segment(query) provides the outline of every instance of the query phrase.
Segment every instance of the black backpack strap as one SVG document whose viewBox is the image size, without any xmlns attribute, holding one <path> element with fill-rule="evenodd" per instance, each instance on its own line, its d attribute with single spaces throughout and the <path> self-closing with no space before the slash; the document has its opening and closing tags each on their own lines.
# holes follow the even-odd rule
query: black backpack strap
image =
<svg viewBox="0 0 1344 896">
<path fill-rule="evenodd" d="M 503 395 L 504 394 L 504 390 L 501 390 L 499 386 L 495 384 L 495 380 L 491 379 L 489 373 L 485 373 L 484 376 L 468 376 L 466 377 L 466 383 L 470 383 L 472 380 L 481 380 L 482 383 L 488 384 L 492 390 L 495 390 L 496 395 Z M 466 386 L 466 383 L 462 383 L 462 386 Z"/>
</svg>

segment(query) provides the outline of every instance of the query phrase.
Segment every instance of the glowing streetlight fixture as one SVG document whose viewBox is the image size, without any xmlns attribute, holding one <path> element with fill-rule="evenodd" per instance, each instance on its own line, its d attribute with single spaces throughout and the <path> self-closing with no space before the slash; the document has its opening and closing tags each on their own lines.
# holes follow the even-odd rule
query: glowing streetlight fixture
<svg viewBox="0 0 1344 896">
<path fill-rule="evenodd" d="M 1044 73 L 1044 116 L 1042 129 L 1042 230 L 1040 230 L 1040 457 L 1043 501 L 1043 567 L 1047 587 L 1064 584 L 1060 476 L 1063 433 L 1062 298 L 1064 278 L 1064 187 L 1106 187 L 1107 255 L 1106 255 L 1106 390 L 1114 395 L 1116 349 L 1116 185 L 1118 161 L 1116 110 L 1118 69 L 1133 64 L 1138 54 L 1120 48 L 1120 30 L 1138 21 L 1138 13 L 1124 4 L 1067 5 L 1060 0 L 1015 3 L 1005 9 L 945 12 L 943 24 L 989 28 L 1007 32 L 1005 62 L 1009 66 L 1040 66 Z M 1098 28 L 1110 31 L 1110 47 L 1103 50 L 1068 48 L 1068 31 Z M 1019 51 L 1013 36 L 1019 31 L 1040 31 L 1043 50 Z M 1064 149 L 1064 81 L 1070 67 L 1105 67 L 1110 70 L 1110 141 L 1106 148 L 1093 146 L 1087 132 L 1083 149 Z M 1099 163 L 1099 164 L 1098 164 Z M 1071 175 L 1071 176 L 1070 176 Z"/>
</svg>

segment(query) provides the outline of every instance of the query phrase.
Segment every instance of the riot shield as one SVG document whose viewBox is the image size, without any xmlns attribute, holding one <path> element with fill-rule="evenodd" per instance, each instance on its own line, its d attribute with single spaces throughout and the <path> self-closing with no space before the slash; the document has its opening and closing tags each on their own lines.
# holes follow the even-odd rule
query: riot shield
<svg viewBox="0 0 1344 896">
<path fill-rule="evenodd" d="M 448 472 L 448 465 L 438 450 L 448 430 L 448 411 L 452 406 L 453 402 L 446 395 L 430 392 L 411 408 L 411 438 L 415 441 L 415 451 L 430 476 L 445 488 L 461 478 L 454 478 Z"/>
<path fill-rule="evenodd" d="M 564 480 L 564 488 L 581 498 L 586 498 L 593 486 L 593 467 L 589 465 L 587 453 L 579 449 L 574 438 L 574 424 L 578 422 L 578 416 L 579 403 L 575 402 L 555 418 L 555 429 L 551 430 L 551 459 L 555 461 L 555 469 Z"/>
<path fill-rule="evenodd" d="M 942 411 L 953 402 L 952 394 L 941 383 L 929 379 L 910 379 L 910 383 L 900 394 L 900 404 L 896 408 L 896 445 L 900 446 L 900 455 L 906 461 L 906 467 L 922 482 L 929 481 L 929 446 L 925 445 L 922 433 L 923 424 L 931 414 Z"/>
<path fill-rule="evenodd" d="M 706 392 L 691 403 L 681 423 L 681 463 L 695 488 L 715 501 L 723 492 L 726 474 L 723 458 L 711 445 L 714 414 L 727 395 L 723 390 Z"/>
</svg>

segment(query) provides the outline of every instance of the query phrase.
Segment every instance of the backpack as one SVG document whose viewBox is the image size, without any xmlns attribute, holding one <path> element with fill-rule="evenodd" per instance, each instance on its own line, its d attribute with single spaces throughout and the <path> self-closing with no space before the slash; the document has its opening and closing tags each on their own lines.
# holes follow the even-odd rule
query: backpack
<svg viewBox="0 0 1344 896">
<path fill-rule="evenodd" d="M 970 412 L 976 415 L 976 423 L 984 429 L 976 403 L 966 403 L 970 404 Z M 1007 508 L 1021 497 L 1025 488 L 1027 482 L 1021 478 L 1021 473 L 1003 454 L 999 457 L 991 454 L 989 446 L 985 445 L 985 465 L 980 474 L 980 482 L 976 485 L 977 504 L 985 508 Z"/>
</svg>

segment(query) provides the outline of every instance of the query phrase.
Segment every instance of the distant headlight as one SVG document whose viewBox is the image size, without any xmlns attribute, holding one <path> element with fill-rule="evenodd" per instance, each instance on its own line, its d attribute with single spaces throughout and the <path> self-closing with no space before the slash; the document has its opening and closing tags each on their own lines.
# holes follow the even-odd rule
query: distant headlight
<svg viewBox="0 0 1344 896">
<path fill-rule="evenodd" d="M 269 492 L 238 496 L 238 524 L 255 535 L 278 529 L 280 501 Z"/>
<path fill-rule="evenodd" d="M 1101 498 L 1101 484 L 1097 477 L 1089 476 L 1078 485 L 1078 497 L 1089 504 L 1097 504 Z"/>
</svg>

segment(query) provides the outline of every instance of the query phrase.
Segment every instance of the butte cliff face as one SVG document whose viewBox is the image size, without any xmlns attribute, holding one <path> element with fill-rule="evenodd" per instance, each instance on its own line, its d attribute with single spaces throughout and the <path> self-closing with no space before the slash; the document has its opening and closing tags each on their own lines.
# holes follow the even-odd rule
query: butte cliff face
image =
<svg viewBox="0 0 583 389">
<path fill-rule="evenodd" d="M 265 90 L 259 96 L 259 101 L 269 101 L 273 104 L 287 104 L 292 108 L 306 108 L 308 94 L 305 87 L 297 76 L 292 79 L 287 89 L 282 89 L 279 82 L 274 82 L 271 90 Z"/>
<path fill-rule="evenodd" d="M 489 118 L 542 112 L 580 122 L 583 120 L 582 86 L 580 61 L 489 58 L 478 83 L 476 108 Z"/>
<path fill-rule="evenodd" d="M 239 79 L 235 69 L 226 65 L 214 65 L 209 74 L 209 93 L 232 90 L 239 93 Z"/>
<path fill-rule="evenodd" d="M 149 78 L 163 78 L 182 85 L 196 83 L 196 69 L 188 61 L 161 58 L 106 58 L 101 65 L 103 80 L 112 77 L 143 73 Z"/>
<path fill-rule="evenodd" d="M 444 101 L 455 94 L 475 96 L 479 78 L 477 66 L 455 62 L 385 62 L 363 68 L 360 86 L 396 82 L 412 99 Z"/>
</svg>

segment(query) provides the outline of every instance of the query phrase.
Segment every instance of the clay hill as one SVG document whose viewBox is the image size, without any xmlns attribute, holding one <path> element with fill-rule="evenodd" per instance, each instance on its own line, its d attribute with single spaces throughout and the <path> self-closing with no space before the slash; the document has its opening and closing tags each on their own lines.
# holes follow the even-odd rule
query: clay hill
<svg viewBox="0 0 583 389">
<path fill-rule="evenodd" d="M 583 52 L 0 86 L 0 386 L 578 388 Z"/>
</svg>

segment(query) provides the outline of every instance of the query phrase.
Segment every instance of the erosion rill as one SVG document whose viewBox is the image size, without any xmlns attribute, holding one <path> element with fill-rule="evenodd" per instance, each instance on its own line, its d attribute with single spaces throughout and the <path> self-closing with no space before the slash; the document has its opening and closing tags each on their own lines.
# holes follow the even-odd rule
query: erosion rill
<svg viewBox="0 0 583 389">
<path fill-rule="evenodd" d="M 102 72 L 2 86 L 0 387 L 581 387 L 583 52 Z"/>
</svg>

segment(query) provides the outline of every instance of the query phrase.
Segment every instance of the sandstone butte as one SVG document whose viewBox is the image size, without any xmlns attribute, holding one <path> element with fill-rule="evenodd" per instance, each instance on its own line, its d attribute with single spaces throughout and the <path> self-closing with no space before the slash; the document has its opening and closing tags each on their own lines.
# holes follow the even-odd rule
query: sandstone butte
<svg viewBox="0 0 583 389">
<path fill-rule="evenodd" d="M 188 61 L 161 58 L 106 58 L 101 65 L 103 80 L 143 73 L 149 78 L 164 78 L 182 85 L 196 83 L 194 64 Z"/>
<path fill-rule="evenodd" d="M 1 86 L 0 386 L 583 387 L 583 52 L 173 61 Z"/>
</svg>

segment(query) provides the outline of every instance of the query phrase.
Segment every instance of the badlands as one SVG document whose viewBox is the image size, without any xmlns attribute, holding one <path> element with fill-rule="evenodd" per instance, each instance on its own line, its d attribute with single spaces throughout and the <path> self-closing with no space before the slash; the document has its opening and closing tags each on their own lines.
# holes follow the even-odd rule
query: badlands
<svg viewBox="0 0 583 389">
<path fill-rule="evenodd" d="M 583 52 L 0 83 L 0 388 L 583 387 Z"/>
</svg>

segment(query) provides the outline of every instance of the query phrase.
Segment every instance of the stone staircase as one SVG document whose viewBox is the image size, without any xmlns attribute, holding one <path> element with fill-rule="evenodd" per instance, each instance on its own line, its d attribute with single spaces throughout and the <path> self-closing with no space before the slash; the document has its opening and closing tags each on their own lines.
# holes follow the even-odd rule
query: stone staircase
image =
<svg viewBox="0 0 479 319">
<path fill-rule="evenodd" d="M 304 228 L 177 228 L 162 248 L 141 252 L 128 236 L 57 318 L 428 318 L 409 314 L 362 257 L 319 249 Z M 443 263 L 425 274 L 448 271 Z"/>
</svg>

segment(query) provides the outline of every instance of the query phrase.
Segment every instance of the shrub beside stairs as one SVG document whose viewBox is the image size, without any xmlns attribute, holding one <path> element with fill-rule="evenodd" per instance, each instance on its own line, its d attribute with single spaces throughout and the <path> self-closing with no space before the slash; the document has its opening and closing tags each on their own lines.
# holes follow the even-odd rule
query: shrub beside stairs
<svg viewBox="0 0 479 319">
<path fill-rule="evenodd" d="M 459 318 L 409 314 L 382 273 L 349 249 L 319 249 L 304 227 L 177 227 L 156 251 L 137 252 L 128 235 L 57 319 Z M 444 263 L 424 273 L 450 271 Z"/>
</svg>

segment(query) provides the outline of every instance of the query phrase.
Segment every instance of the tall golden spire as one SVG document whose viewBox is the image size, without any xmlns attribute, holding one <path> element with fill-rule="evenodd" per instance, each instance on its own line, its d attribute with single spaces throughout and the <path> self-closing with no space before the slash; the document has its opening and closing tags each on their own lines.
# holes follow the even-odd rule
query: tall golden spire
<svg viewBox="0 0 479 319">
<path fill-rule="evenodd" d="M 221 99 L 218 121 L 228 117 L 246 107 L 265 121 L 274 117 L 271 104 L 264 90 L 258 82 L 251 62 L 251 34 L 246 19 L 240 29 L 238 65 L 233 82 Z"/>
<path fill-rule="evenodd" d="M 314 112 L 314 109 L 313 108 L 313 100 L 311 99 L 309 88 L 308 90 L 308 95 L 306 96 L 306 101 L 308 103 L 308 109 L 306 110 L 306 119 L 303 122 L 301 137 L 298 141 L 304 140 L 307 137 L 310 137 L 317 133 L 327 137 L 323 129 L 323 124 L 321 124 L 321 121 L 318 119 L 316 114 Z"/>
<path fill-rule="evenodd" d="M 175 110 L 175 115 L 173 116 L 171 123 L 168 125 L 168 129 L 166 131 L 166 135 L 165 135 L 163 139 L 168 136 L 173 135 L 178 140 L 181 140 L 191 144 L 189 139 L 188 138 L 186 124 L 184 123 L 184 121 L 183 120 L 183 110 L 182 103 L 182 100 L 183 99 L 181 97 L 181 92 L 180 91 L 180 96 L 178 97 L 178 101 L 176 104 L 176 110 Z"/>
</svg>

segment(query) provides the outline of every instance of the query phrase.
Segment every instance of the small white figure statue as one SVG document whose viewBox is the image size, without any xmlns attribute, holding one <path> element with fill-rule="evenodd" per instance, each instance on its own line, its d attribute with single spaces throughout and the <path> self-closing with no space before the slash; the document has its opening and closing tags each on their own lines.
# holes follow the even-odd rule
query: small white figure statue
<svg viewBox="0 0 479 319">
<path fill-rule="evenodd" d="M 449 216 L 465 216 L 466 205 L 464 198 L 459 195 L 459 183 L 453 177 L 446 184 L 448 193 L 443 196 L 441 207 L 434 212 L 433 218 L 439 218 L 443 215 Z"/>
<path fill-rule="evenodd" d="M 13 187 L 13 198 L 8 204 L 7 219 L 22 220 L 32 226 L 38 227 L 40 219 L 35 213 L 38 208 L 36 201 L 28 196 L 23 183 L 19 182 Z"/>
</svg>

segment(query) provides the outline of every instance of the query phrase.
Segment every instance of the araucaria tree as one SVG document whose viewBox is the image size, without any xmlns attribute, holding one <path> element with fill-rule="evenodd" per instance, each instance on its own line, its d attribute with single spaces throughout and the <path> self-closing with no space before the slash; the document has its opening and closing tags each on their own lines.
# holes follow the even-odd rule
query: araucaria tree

- [Exercice] Quelles lignes des enregistrements ci-dessus contiennent le mot "white" ? Repérez-les et recopiez chacune en entier.

- [Résultat final]
Segment every instance of the small white figure statue as one SVG document whose viewBox is the image size, without any xmlns attribute, holding one <path> element with fill-rule="evenodd" per instance, each instance on its own line, its d attribute with single spaces throughout and the <path> self-closing with no space before the slash; the document has its opening and closing tags each on their own lines.
query: small white figure statue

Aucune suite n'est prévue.